## Written task
Set down exactly the lines from the one containing "leg in the picture above?" through the end of the records below, both included, and nothing else.

** Begin Task inputs **

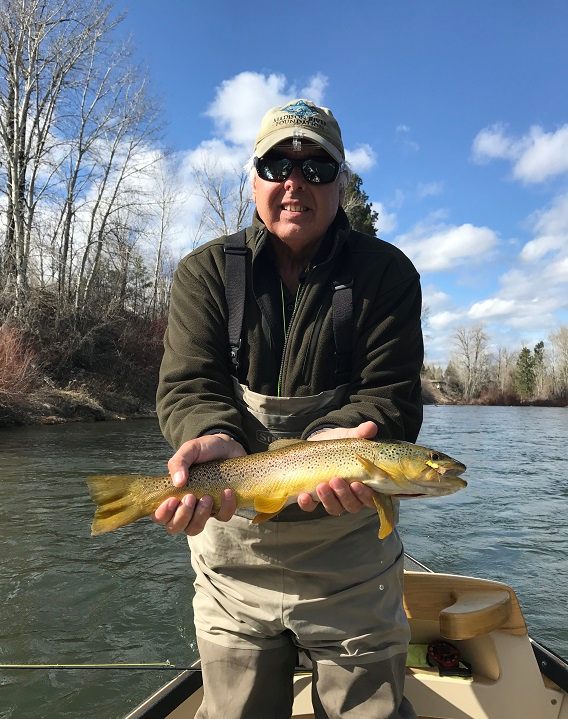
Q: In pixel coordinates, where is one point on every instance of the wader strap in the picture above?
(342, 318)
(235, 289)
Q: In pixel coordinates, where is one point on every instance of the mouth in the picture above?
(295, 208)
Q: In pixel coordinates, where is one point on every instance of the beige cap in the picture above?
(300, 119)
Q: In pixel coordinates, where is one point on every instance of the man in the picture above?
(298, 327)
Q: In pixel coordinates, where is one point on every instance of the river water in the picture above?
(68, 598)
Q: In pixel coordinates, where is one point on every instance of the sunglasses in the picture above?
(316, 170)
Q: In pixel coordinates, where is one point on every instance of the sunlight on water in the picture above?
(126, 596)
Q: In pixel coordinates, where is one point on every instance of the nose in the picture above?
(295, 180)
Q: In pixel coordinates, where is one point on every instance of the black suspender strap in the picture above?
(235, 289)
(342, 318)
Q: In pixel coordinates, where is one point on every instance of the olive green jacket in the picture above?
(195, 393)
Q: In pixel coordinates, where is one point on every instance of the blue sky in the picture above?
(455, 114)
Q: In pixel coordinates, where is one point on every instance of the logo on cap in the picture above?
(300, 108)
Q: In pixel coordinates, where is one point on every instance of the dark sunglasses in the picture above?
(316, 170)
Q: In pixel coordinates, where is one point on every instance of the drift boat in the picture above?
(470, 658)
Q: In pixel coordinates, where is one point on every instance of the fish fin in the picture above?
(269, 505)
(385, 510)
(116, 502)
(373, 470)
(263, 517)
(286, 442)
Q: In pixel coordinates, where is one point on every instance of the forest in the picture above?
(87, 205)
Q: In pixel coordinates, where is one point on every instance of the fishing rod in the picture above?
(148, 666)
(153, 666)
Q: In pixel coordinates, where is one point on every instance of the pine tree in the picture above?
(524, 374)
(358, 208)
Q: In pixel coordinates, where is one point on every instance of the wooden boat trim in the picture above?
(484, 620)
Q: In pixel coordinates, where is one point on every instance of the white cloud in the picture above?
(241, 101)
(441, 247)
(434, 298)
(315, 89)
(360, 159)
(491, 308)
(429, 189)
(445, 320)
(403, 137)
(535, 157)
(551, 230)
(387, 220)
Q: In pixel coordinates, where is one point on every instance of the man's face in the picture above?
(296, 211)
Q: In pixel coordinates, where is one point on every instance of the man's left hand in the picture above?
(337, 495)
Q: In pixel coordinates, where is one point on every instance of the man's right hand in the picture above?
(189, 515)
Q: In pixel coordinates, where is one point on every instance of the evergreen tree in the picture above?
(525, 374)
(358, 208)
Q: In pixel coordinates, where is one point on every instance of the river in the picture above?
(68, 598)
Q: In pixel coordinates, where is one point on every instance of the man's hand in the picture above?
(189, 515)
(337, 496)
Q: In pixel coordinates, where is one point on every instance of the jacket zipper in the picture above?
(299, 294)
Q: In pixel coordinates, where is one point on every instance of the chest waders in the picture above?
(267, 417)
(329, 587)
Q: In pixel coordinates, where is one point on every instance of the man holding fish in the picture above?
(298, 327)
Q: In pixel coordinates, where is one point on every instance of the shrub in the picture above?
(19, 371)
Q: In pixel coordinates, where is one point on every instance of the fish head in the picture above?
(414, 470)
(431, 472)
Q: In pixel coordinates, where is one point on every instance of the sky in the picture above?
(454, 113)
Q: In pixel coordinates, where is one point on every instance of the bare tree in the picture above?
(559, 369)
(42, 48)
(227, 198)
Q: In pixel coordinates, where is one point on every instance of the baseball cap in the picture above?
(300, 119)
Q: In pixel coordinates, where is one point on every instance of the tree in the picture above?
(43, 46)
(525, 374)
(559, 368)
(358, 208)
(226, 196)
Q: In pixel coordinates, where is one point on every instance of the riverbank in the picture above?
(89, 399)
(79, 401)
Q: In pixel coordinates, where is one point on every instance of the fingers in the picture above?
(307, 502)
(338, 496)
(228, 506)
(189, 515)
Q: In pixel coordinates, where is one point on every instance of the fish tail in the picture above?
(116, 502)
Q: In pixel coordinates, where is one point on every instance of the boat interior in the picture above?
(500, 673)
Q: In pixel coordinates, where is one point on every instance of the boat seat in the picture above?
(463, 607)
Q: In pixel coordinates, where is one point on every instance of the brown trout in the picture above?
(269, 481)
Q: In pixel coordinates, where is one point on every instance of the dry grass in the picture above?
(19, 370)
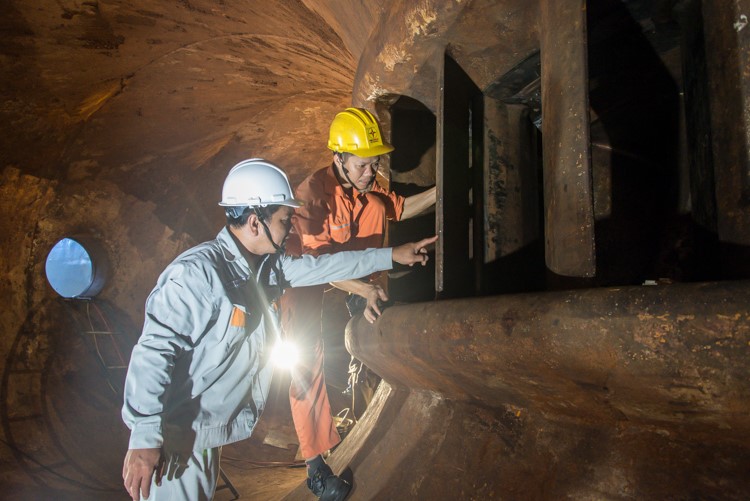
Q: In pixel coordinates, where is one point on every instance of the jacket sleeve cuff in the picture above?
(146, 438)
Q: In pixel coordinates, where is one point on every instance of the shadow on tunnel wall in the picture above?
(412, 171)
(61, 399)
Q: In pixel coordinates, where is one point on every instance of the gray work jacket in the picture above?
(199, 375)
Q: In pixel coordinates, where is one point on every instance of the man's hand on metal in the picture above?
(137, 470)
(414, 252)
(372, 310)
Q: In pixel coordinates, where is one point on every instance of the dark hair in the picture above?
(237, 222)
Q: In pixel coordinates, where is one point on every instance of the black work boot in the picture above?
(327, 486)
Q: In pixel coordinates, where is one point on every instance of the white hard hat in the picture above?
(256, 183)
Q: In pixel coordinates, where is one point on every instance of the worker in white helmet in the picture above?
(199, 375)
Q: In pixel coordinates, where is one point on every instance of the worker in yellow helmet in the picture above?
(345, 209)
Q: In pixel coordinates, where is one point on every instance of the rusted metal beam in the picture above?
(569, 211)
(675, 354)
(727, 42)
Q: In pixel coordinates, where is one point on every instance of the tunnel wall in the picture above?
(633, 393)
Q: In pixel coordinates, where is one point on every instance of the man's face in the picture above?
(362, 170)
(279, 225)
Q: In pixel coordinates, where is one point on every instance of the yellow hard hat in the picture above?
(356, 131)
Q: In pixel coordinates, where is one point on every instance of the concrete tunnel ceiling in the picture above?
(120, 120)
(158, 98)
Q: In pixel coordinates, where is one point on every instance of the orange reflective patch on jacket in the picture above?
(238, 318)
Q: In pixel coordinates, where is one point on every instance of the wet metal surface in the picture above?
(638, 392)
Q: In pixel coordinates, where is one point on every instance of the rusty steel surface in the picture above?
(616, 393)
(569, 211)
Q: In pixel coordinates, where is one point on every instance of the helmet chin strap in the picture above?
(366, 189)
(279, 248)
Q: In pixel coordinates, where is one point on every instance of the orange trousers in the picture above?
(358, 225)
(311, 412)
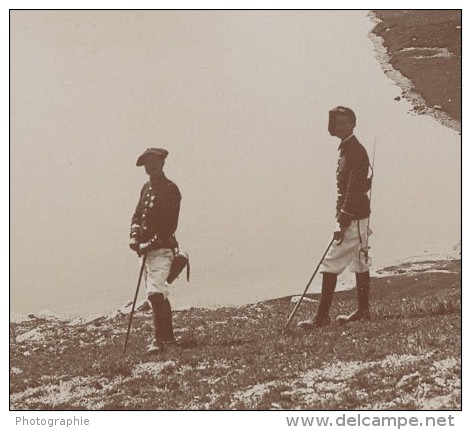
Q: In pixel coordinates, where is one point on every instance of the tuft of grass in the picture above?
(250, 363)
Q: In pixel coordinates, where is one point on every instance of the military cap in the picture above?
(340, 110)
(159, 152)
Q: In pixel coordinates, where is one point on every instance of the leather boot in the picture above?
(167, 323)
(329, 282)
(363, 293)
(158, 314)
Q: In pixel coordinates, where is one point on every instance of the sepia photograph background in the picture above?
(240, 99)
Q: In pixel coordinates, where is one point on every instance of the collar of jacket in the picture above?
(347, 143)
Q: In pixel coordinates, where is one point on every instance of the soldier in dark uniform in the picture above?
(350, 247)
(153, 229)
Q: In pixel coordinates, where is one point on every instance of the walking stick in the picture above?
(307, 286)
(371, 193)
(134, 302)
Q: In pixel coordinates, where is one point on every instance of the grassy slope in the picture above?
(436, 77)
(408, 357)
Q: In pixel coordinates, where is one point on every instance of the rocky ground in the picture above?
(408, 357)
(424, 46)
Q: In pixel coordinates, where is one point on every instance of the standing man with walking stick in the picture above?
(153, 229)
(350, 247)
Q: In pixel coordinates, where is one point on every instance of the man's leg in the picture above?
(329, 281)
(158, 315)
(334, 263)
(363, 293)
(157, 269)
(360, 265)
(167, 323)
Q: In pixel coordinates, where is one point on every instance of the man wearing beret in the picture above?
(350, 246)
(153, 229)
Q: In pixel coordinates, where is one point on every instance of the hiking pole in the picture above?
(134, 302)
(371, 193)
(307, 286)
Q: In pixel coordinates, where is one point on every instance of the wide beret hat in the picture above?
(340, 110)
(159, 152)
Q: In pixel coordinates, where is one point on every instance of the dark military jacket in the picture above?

** End Task inputs **

## Full answer
Q: In pixel coordinates, where is one point on every instance of the man's leg in the picture above?
(329, 281)
(158, 315)
(334, 263)
(363, 293)
(157, 269)
(360, 265)
(167, 323)
Q: In pixel coordinates, where is one point on every instance of the man wearing beret in the picture above?
(350, 246)
(153, 229)
Q: In pixel coordinates, where is one point on every instance of the hiking pole in the picture above?
(134, 302)
(371, 193)
(307, 286)
Q: In pixel coordinates, where is one point on every instance of the wide beret hat in the picture above?
(340, 110)
(159, 152)
Q: In pixel coordinates, where is one point on every instance of the dark military jacket in the picture above?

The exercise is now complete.